### TASK PROMPT
Extract every line below that contains the word "helicopter", and copy each one out. Case counts, so match the word only where it has exactly that capitalization.
--- Start SUPPLIED RECORDS ---
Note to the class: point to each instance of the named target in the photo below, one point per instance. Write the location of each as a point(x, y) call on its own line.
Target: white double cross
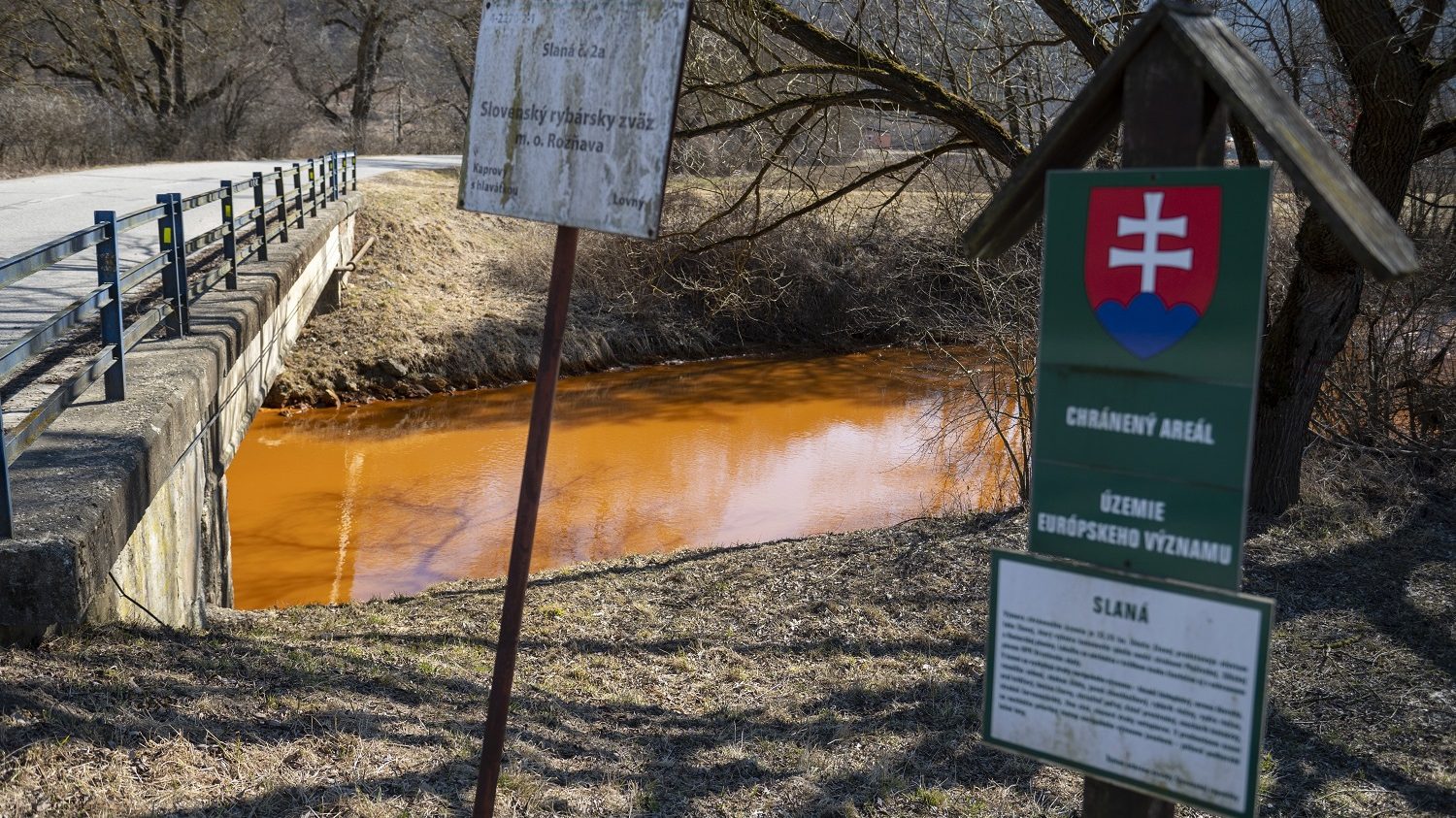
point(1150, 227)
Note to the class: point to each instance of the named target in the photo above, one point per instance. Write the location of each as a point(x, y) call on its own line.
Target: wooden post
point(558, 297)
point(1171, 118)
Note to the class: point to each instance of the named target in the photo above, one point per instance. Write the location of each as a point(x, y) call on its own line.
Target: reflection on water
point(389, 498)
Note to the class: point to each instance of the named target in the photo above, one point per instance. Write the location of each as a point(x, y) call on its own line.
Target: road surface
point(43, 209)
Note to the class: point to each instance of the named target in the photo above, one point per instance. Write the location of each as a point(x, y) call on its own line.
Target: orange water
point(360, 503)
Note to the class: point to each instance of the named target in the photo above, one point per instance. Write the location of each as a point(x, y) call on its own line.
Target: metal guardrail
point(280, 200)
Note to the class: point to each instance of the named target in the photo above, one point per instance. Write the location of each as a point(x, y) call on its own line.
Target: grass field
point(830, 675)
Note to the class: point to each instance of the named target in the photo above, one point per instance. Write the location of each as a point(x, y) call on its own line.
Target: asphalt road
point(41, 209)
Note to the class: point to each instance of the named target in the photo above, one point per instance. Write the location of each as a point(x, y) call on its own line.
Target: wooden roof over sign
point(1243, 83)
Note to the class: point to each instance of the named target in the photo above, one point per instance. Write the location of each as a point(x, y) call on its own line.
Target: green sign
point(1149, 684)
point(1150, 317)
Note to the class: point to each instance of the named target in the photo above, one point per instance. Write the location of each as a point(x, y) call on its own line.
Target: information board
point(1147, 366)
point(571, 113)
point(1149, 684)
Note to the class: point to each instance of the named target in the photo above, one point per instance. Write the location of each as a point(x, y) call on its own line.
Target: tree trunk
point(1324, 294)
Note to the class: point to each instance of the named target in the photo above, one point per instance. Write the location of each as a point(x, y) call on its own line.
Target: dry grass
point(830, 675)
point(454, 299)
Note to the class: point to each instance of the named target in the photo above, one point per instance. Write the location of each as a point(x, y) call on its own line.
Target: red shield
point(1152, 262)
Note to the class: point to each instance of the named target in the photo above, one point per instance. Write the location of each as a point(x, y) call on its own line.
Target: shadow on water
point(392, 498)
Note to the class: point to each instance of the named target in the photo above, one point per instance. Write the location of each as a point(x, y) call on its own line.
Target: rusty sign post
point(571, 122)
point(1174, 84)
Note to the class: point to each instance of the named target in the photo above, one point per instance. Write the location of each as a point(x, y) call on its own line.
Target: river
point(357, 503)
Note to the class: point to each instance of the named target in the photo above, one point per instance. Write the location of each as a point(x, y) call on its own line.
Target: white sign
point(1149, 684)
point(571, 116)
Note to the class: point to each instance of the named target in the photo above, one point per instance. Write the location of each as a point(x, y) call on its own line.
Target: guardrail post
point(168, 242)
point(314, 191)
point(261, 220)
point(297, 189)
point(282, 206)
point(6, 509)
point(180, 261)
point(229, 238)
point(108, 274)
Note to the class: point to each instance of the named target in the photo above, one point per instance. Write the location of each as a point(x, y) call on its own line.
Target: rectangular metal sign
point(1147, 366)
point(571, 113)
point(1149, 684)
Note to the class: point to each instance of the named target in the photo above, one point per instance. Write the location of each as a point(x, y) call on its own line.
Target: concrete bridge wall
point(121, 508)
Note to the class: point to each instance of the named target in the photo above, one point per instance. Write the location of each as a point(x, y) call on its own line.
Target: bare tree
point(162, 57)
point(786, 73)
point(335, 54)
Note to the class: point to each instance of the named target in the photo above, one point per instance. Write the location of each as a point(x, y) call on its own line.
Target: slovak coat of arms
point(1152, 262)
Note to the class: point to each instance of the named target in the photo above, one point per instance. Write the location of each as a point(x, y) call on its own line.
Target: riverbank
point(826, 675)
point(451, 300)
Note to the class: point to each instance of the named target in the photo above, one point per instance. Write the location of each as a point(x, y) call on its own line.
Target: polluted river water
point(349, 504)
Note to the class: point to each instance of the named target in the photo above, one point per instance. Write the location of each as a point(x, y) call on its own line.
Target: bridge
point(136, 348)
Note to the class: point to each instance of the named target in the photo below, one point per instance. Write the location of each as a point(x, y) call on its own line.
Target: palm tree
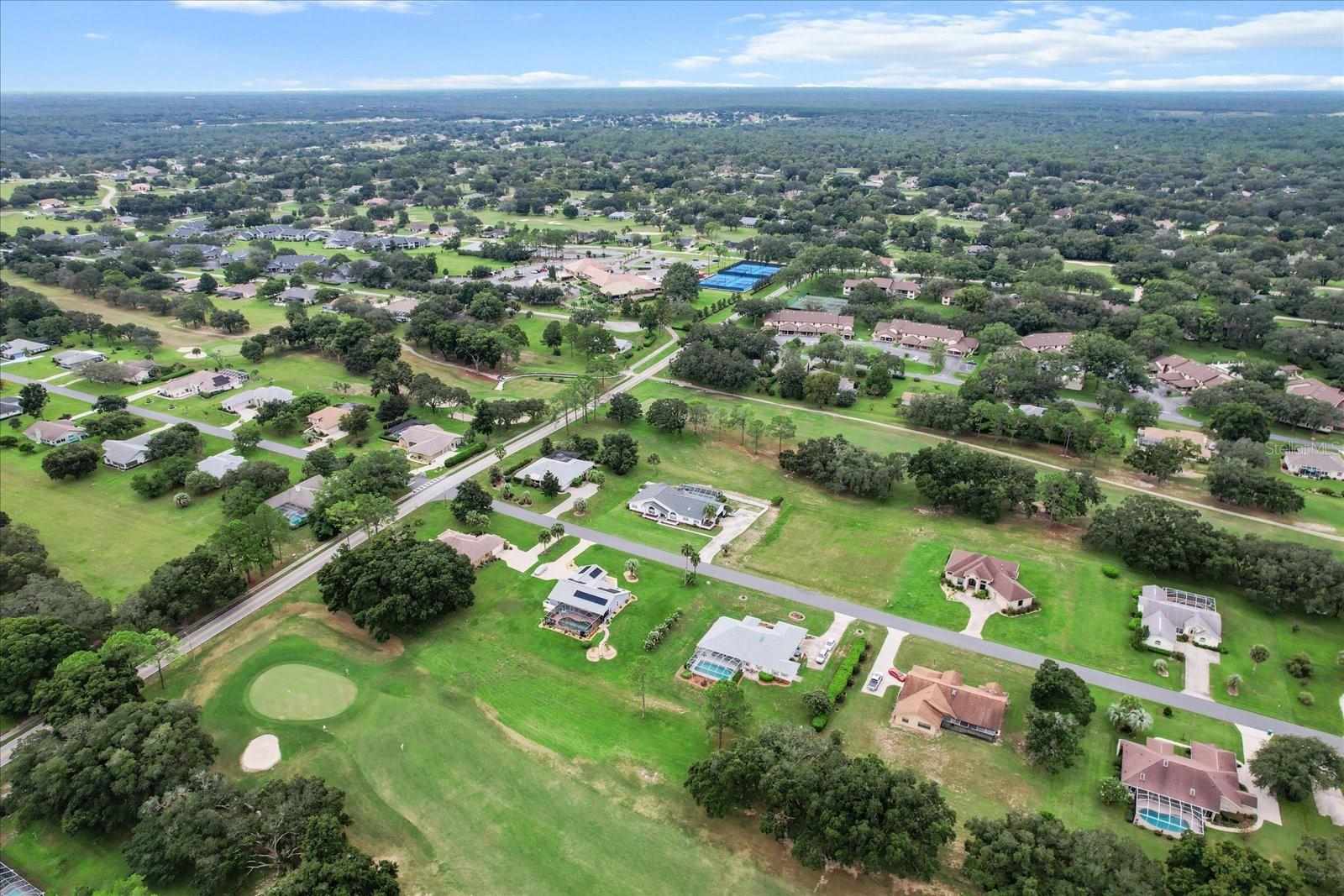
--- End SUPPLIED RECORDS ---
--- Start SUPPLIED RECORDS ---
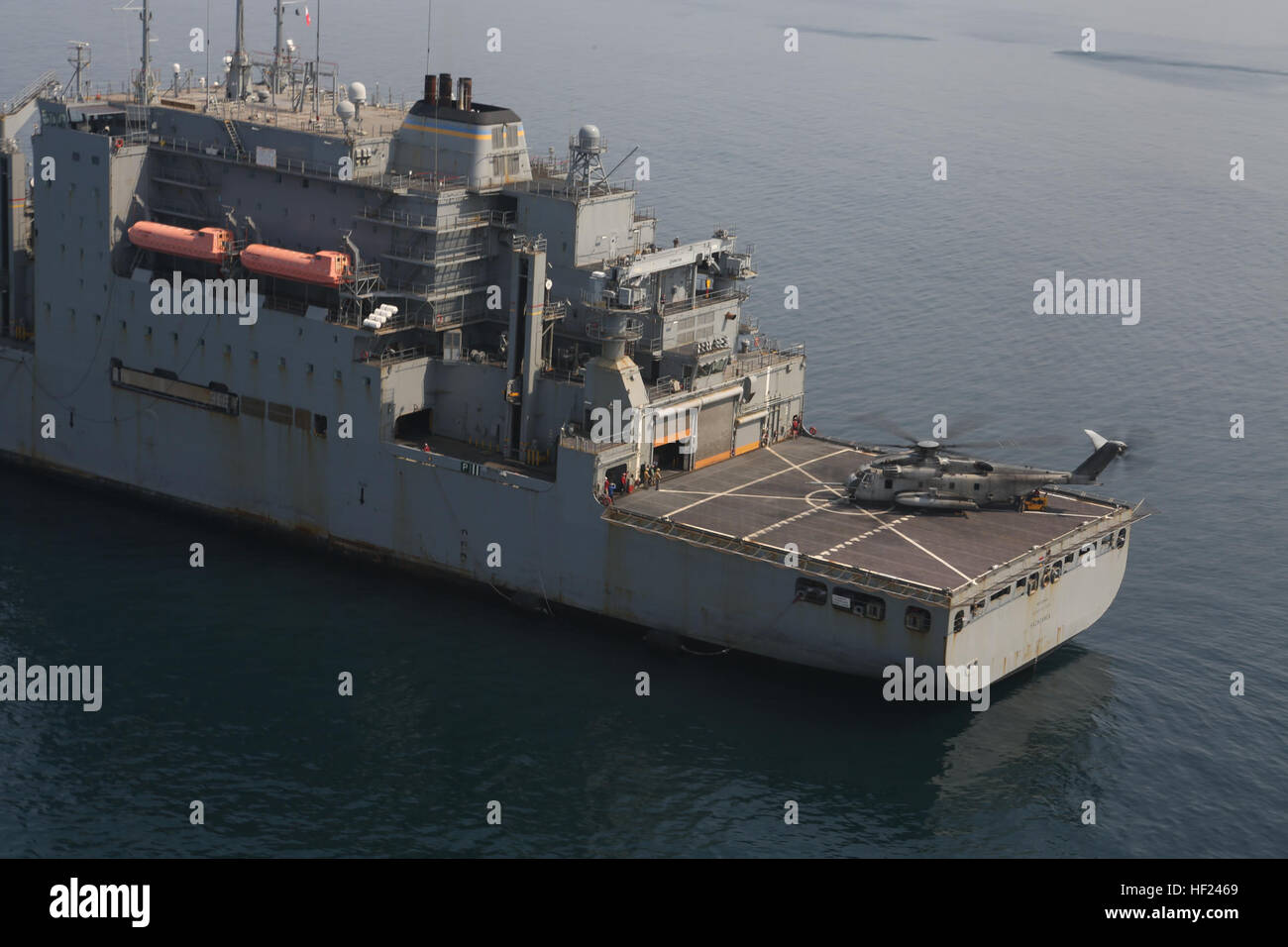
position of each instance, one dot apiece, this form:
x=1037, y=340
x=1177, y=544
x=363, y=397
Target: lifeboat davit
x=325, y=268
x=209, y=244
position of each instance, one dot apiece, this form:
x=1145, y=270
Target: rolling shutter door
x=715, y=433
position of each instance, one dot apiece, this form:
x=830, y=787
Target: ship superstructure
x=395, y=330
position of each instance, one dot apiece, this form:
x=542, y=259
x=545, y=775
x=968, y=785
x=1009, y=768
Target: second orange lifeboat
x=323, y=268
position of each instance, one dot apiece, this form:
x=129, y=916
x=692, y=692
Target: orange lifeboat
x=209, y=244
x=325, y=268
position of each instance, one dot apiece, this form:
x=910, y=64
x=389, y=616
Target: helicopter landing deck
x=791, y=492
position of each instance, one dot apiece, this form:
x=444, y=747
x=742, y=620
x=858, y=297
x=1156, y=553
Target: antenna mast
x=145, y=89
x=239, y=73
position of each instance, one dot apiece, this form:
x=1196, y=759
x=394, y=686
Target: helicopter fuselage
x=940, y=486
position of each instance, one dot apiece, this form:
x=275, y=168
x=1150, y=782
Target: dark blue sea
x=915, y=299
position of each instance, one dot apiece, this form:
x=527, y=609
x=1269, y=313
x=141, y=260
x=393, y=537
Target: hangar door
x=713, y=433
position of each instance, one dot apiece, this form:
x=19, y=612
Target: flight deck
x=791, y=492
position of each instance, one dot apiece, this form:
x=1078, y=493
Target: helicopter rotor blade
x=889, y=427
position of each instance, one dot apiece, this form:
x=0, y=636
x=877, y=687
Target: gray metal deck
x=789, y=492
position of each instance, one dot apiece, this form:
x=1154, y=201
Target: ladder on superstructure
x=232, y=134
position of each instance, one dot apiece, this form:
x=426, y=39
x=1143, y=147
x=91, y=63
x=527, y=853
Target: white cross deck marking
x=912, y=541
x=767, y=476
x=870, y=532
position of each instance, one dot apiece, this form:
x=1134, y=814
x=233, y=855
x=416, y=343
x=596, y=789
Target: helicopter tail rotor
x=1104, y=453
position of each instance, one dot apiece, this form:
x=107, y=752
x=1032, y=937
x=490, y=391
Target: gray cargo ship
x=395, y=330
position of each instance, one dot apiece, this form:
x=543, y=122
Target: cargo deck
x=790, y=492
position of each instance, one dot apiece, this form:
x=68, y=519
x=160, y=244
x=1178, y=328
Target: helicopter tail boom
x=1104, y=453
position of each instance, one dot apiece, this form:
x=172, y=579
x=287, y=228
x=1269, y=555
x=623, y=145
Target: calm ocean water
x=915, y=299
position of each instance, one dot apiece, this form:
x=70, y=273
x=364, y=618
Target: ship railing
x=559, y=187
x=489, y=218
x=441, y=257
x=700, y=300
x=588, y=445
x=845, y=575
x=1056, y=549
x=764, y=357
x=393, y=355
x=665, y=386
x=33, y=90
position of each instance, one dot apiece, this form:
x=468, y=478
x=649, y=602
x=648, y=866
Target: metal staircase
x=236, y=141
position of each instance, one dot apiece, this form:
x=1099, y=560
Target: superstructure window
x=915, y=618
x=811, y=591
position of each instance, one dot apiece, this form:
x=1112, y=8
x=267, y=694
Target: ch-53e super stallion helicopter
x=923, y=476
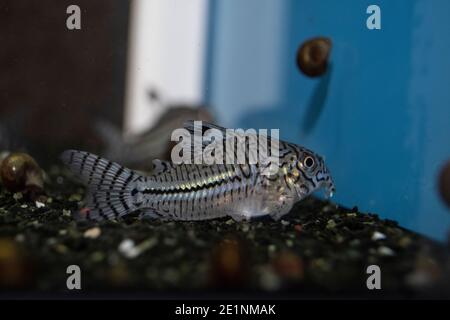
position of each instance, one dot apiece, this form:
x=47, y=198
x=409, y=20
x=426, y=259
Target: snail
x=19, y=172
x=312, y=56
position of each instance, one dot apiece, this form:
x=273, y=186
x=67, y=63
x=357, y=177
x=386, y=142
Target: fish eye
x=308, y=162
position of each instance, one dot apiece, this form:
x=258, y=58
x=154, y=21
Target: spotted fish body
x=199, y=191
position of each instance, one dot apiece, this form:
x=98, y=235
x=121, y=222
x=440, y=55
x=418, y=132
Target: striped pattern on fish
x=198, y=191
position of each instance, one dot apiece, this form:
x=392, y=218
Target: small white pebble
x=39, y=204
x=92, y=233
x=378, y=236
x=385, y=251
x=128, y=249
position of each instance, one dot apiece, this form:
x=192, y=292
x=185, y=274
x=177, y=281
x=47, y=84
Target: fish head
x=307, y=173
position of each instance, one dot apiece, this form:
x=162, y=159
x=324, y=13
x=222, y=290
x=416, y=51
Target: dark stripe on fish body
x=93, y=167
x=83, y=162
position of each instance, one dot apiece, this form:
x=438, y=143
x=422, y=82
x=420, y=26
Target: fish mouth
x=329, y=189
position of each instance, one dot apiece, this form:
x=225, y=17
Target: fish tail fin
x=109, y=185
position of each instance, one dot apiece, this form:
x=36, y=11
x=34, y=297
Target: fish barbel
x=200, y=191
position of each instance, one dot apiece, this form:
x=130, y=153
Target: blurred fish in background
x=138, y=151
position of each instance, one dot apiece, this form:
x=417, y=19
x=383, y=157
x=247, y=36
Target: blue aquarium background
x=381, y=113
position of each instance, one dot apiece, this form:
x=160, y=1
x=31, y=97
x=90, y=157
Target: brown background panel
--- End SUPPLIED RECORDS ---
--- Start SUPPLIED RECORDS ---
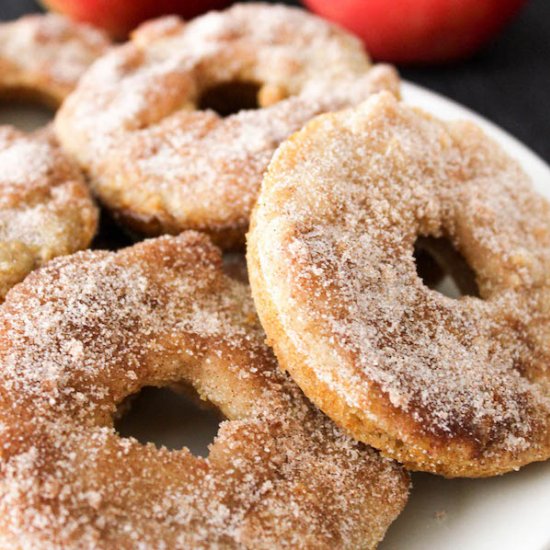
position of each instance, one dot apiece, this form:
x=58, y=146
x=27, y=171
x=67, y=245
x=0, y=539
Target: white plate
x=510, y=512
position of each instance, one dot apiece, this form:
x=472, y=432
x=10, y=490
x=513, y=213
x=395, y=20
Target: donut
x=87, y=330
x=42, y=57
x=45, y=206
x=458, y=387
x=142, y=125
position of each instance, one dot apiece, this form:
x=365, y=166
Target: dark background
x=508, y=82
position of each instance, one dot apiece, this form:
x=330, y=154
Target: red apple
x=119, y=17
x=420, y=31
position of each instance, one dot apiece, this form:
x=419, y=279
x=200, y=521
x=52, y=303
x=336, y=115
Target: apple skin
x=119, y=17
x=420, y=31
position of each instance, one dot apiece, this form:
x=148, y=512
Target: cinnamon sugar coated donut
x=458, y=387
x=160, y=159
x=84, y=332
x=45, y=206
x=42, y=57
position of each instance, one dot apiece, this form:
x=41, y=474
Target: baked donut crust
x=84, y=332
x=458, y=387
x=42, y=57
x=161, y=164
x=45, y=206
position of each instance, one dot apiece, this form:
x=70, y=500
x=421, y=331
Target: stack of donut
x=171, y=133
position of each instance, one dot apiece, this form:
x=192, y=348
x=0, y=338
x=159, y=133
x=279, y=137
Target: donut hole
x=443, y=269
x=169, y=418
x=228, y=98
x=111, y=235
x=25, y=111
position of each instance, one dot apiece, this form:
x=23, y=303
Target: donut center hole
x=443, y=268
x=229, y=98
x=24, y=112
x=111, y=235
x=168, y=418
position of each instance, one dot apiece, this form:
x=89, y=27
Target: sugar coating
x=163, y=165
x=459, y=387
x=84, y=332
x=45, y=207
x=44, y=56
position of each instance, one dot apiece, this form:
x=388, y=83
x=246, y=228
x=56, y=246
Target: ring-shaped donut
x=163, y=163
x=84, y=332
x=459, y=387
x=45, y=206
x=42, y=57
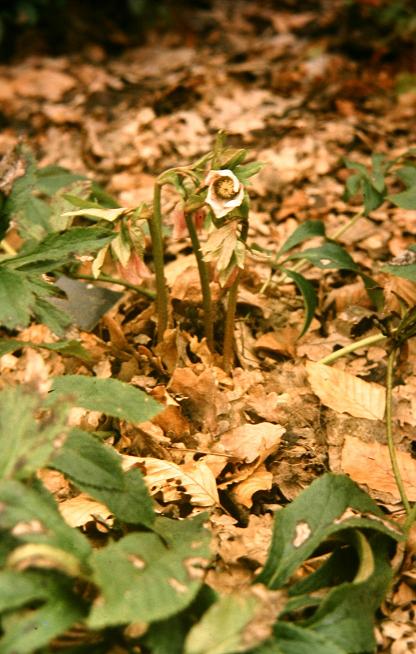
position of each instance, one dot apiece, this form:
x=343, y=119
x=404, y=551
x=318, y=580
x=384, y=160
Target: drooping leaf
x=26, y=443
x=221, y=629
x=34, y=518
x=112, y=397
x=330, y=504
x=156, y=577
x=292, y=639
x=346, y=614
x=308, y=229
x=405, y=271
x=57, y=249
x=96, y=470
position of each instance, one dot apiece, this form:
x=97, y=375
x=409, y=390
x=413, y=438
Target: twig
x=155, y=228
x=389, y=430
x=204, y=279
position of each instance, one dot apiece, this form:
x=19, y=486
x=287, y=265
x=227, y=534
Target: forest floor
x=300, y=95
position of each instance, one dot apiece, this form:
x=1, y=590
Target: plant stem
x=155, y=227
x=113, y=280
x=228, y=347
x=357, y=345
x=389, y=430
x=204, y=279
--- End SUPPLIED RECORDS ---
### COMPLETED EXERCISE
Target: helicopter landing deck
Target: helicopter fuselage
Target: helicopter rotor blade
Target: helicopter tail rotor
Target: helicopter tail boom
Target: ch-53e super stallion helicopter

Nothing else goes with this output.